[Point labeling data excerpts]
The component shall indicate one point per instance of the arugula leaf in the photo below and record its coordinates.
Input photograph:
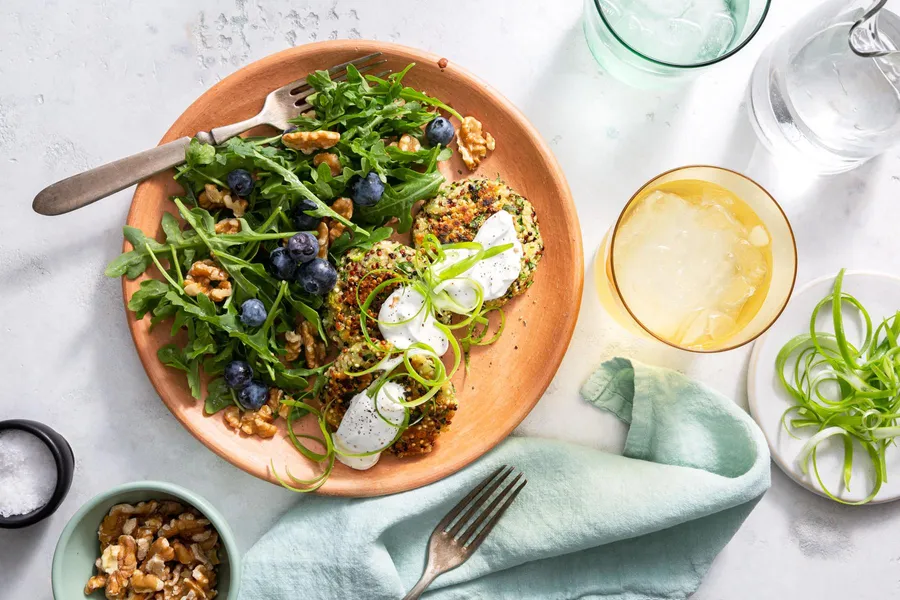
(322, 210)
(134, 262)
(218, 396)
(147, 297)
(340, 246)
(399, 199)
(198, 154)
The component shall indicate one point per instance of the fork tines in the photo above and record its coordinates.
(480, 517)
(339, 72)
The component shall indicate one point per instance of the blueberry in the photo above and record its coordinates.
(303, 221)
(439, 131)
(238, 374)
(303, 247)
(317, 276)
(240, 182)
(281, 263)
(366, 191)
(253, 312)
(253, 396)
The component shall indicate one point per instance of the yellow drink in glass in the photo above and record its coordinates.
(701, 258)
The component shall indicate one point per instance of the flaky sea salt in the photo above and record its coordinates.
(27, 473)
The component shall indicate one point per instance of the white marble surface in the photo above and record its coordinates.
(84, 83)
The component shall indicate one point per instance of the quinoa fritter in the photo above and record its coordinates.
(341, 315)
(427, 420)
(459, 210)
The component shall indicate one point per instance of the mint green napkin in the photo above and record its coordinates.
(589, 524)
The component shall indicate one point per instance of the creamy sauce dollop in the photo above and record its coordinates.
(494, 274)
(406, 304)
(365, 429)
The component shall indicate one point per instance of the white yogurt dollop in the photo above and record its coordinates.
(406, 304)
(494, 274)
(365, 429)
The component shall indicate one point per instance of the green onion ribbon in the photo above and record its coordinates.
(865, 409)
(430, 281)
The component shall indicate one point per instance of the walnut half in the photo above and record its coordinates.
(308, 142)
(208, 278)
(473, 142)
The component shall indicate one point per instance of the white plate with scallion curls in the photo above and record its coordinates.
(827, 397)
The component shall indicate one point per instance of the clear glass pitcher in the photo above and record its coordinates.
(827, 93)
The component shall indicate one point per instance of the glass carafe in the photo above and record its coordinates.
(827, 93)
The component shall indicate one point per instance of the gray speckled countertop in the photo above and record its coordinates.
(82, 83)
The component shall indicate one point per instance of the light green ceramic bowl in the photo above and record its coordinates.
(78, 548)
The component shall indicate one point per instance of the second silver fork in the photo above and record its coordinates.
(457, 537)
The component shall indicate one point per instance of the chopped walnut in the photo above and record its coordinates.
(251, 422)
(97, 582)
(274, 403)
(473, 142)
(143, 583)
(206, 277)
(330, 159)
(313, 350)
(213, 197)
(293, 343)
(304, 338)
(228, 226)
(308, 142)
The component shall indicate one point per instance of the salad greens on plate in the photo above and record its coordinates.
(249, 249)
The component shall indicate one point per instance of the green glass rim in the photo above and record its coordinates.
(656, 61)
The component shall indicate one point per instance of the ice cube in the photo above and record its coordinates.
(759, 237)
(749, 262)
(720, 325)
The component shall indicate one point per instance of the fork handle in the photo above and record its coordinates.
(427, 577)
(88, 187)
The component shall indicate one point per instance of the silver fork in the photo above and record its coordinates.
(449, 546)
(280, 106)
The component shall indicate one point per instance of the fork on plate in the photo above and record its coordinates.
(454, 539)
(281, 105)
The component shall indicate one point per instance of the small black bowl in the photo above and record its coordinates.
(65, 469)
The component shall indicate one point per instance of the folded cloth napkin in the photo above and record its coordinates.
(589, 524)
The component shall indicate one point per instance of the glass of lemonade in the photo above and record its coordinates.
(701, 258)
(645, 42)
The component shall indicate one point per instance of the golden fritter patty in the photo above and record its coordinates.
(341, 314)
(460, 209)
(427, 421)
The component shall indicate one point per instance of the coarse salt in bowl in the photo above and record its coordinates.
(36, 470)
(27, 473)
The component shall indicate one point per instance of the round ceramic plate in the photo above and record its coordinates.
(880, 294)
(505, 380)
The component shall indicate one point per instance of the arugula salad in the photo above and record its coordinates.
(255, 244)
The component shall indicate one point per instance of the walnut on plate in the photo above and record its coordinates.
(473, 142)
(228, 226)
(308, 142)
(251, 422)
(208, 278)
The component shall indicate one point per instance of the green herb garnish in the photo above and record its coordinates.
(844, 391)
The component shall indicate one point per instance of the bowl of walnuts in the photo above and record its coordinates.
(150, 540)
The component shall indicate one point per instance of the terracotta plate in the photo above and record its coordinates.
(505, 380)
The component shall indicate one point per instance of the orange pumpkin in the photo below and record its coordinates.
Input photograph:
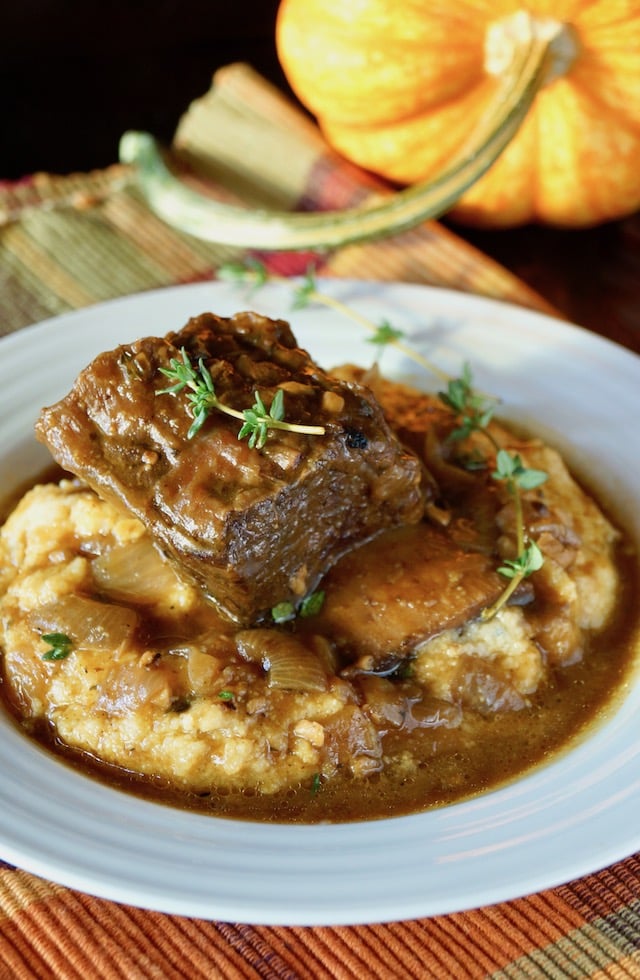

Given instruction
Rewrite all of the data above with every "record its coordinates" changed to "report its coordinates" and nothing else altered. Leave the pictures out.

Solution
The component shall indicate one point per instance of the arugula leaf in the photo below and report its coordinates.
Input photograph:
(322, 210)
(134, 262)
(218, 396)
(147, 297)
(340, 246)
(399, 199)
(198, 154)
The component shall indicate one point per instance of the fork tines in the photo above and report its coordinates.
(480, 517)
(339, 72)
The component shall indicate one point per instance of the blueberry in the photo above and report its coordinates.
(303, 221)
(439, 131)
(238, 374)
(303, 247)
(317, 276)
(240, 182)
(281, 263)
(366, 191)
(253, 312)
(253, 396)
The component shall indicate one point per instance of the yellow drink in glass in the photo above and report its coordinates.
(701, 258)
The component shall indicate one point per instance of the flaky sea salt in the photo above and report its coordinates.
(27, 473)
The component shall indicate one point per instance of the white marble surface in the photo above and report its coordinates.
(84, 83)
The component shall indicate one point per instance of the quinoa fritter in the photo above and report its coordinates.
(341, 315)
(427, 420)
(459, 210)
The component shall indicate one point per instance of the mint green napkin in the photo above and report its coordinates.
(589, 524)
The component shall indicate one point per instance of the creamy sauce dollop in the photo above and report its coordinates.
(494, 274)
(406, 304)
(365, 429)
The component shall indicate one point per instance of the white yogurt dollop in the photo above and report its coordinates.
(406, 304)
(494, 274)
(365, 429)
The component shall indicate one point per instance of the green onion ribbon in the photo above and report its coordinates.
(865, 409)
(430, 281)
The component shall indicate one point per instance of the walnut half in the photo above and report its coordinates.
(308, 142)
(208, 278)
(473, 142)
The component shall indicate one point per instance of the white plate with scallion curls in the photo above and report its coordinates.
(827, 397)
The component shall indicate one point per instance of the clear glass pitcher in the photo above and report its coordinates.
(827, 93)
The component shall indicate one point per instance of the glass carafe in the photo above and report its coordinates.
(827, 93)
The component shall indicate one point per instance of the gray speckled countertop in the photo above and report its coordinates.
(82, 83)
The component shall indicate one point per instance of the light green ceramic bowl in the photo above and report its coordinates.
(78, 548)
The component shall indicate one point per instance of the second silver fork in the photo above and report its coordinates.
(457, 537)
The component shall indicate one point per instance of the chopped walnut in the photo above and report its coordinates.
(251, 422)
(97, 582)
(274, 403)
(473, 142)
(143, 583)
(206, 277)
(330, 159)
(313, 350)
(213, 197)
(293, 343)
(304, 338)
(228, 226)
(308, 142)
The component shall indicate one point per instance of the salad greens on plate in the photo above and report its coordinates.
(249, 249)
The component shall indicate one point per instance of the green glass rim in the photo above and report its coordinates.
(656, 61)
The component shall indicate one point per instance of the ice cube in the photo above and report its coordinates.
(759, 237)
(749, 262)
(720, 325)
The component shall indicate one point per instance of the fork handle in the photo above and report its coordinates.
(427, 577)
(88, 187)
The component shall indicate one point per instance of the silver fork in the photo above and report its coordinates.
(449, 546)
(280, 106)
The component shall indicate one point per instance of the fork on plate in the photo above and report its coordinates.
(454, 539)
(281, 105)
The component shall indicate one point per instance of the small black bowl in the photo above and report its coordinates.
(65, 469)
The component shall indicate one point per instance of the folded cloth napkin in the photo above and report its coordinates.
(589, 524)
The component shall indicate one point per instance of the glass of lemonade in the photo above and report its coordinates.
(701, 258)
(645, 42)
The component shall indicate one point per instance of the golden fritter patty in the photo above and report its coordinates.
(341, 314)
(460, 209)
(427, 421)
The component shall indicate one point per instance of the coarse salt in bowl in the photo above and report its coordinates.
(36, 470)
(27, 473)
The component shall indicate one point per instance of the round ceramic plate in the photo above and report its coordinates.
(880, 294)
(505, 380)
The component shall indicate one point per instance of the arugula salad in the photo above and report its coordinates.
(255, 244)
The component shall indicate one point per instance of the walnut on plate in the photo above and report its coordinates.
(473, 142)
(228, 226)
(308, 142)
(251, 422)
(208, 278)
The component shall indicate one point per instance of the green herb garnish in the photo above and report its coordinates.
(844, 391)
The component shall indicate one point per instance of the bowl of walnuts in the photo above and report its coordinates.
(150, 540)
The component shall indicate one point per instance of the terracotta plate in the photo above and report its coordinates.
(505, 380)
The component shall indicate one point per instance of the orange pumpkin in the photo below and report its coordinates.
Input photograph:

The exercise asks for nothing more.